Resolution Statement – 13586-16 Gibbins v Daily Mail
Summary of complaint
1. Angela Gibbins complained to the Independent Press Standards Organisation that The Daily Mail breached Clause 1 (Accuracy) of the Editors’ Code of Practice in an article headlined “Vile slurs about Prince George and the sheer nastiness of our new Leftish elite”, published on 27 July 2016. The article was also published online.
2. The article was an opinion column, in which the author stated “Another day another spiteful attack on the internet. This time it is on Facebook and the target is a three-year-old boy described as a ‘f****** d***head’”. The article went on to explain that the “troll” in this case was the complainant. It also referred to the complainant as “foul-mouthed”, and claimed that she had insulted a member of the Royal family “in the language of a drunken ladette after a night out”.
----
» **Exercise set**:
1. Name every organization, newspaper, or website mentioned in the resolution statement.
2. In the listing, swap "minivan" for "van" in the lines from the one with "One pin per instance of the white" up to and including the one with "<point>721,309</point>", and return only those lines.
The resolution statement and the listing were drawn from separate, unrelated sources.

» **Input**:
----
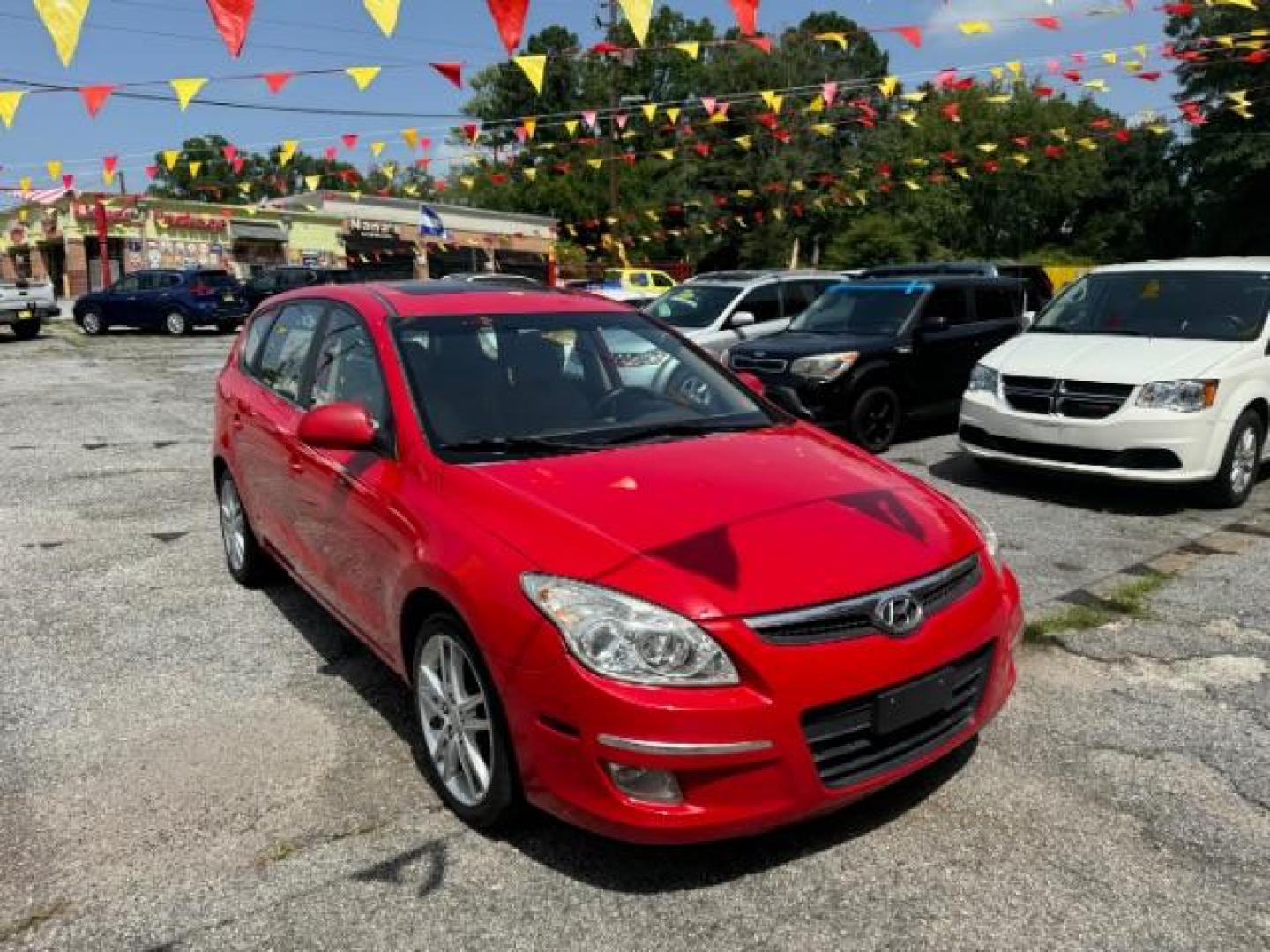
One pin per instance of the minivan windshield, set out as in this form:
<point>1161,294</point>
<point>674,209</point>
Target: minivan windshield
----
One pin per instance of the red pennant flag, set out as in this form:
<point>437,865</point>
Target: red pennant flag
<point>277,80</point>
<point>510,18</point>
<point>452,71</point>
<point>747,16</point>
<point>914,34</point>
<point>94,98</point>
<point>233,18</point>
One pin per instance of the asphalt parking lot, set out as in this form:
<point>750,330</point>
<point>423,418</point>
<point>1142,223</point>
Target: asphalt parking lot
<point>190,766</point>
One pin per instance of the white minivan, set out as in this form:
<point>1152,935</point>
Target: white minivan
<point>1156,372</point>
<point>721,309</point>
----
» **Exercise results**:
1.
Independent Press Standards Organisation
The Daily Mail
Facebook

2.
One pin per instance of the white van, set out as in this form:
<point>1152,935</point>
Target: white van
<point>1156,372</point>
<point>721,309</point>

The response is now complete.